_Records_.
▼
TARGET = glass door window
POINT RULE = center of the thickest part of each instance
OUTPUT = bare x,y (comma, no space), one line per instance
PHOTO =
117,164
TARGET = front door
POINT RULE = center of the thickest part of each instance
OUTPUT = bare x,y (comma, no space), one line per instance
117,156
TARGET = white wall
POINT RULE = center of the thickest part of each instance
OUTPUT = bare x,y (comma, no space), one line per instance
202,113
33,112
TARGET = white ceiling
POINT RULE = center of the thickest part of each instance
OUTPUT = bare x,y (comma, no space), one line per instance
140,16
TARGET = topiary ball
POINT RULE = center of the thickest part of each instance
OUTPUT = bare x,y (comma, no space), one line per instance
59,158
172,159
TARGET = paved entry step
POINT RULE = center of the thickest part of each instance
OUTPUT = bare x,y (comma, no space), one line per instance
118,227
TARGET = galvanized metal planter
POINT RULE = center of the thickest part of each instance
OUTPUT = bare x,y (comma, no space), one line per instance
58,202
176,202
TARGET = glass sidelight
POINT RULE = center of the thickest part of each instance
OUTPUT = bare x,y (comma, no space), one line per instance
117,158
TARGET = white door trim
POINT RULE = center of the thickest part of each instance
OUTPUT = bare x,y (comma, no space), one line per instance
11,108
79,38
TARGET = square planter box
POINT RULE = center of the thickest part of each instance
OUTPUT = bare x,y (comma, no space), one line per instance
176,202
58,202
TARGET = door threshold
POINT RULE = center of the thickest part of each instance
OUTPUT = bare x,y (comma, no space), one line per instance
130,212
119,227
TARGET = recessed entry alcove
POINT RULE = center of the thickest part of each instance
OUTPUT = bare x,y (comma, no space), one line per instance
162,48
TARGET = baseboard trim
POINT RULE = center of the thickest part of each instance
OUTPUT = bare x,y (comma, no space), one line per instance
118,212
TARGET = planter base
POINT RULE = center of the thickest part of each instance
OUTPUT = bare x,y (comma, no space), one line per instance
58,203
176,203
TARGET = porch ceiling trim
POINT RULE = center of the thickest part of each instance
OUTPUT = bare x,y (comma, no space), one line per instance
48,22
▲
_Given problem_. Please quote all of the items above line for line, without changing a character.

_Output of the exercise_.
TARGET = glass door window
POINT RULE = center of the thickest part of each instance
OUTPUT = bare x,y (comma, no space), one line per instance
PHOTO =
117,164
TARGET = front door
POINT RULE = center of the thickest part of each instance
OUTPUT = bare x,y (comma, no space), one line per instance
117,156
TARGET = white wall
POINT RULE = center of the thickest part of each instance
OUTPUT = bare x,y (comma, no space), one line per instance
202,113
33,112
TARGET = white ceiling
POINT RULE = center of the thickest part of each instance
OUTPUT = bare x,y (comma, no space), one line per instance
140,16
TARGET = topiary ball
POINT RULE = center of the thickest part of each instance
OUTPUT = bare x,y (comma, no space), one line per instance
59,158
172,159
TARGET = paved entry step
POINT RULE = center of the thickest part of each instance
OUTPUT = bare x,y (comma, no space), one line per instance
118,227
TARGET = galvanized metal planter
POINT RULE = center of the thickest part of each instance
OUTPUT = bare x,y (comma, no space), one line per instance
58,202
176,202
TARGET = glass sidelight
POINT RULE = center of the thickest part of each instance
OUTPUT = bare x,y (comma, no space), one line per instance
117,158
TARGET = white door trim
POINT RULE = center of the thickest part of each instance
OUTPUT = bare x,y (comma, no space), one line per instance
11,108
79,38
TARGET = square planter box
POINT RULE = center of the thickest part of each instance
OUTPUT = bare x,y (comma, no space), one line per instance
176,202
58,202
TARGET = door threshold
POINT RULE = center of the thickest part of each instance
OUTPUT = bare x,y (comma, no space), one line per instance
130,212
119,227
TARGET = recessed entry alcove
POINT RULE = center of the thickest part of each instance
OUTPUT = bare x,y (comma, no space), one line per instance
162,48
TARGET = baseboard trim
POINT RULE = center of the thickest part of each instance
OUTPUT = bare x,y (comma, no space), one line per instance
118,212
TARGET = planter base
POINT RULE = center of the thickest part of each instance
OUTPUT = bare x,y (comma, no space), one line per instance
58,203
176,203
TARGET = porch ceiling trim
POINT RULE = center of the thickest part of each instance
OUTPUT = bare x,y (comma, no space), one line per instance
48,22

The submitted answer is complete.